*** THE DATA Section Begins ***
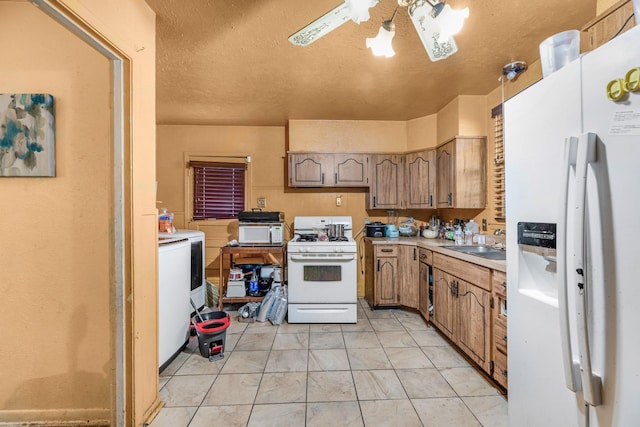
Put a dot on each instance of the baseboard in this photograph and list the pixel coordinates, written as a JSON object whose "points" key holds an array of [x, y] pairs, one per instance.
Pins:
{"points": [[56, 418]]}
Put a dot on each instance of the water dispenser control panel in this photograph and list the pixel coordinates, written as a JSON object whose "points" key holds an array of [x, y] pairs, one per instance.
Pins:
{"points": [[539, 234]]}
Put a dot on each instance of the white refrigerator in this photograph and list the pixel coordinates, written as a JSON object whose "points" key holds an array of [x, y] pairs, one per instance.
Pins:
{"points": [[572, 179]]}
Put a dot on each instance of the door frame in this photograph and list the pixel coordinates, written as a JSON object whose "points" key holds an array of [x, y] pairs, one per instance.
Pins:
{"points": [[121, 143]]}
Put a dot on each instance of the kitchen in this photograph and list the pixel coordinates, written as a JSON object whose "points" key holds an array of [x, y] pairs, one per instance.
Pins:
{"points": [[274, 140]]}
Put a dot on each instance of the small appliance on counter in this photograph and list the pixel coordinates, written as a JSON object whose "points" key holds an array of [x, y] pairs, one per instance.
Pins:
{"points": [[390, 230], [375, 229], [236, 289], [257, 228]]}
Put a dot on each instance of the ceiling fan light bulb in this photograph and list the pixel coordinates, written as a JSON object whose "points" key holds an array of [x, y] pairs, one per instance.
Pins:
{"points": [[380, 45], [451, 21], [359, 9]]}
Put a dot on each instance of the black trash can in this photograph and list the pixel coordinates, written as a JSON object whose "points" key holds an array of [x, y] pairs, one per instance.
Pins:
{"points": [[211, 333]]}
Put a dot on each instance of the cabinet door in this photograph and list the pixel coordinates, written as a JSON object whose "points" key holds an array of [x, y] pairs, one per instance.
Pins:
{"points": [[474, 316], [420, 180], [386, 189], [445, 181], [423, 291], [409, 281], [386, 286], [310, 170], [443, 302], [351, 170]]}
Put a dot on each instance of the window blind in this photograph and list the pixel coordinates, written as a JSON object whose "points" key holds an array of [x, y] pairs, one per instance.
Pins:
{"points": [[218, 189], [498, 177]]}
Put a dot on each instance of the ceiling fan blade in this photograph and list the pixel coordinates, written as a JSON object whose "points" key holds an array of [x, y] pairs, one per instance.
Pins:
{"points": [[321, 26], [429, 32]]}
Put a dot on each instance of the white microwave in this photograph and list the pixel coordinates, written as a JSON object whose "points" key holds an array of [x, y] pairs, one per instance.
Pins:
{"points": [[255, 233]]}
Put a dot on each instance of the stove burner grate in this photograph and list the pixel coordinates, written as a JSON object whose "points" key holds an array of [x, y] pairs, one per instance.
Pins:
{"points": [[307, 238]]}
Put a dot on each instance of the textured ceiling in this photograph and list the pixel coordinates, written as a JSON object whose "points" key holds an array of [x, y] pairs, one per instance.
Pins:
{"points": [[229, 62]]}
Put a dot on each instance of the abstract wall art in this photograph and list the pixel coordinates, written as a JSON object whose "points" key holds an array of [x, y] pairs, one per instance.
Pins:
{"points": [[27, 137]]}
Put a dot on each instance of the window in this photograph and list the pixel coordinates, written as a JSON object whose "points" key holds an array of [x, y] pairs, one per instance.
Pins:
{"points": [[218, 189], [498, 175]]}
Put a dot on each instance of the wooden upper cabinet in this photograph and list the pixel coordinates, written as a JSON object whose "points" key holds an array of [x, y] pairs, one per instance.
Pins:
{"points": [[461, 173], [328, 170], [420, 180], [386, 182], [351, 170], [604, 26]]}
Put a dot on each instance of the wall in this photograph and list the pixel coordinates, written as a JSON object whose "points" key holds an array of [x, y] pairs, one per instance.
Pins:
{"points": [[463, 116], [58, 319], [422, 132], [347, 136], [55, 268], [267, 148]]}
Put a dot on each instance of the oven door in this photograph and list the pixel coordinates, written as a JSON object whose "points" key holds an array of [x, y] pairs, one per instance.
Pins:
*** THE DATA Section Ends ***
(EXERCISE INSTRUCTIONS): Every line containing the string "window" is required; copy each such line from the data.

(EXERCISE ANSWER):
Put a dot on each instance of the window blind in this photograph and list the pixel coordinates, written as a JSON object whose "points" key holds an array of [x, y] pairs, one per instance.
Put a dot on each instance of the window in this photograph and list the pixel coordinates, written as a JSON object whose "points" key holds an array of [x, y] pairs, one per instance.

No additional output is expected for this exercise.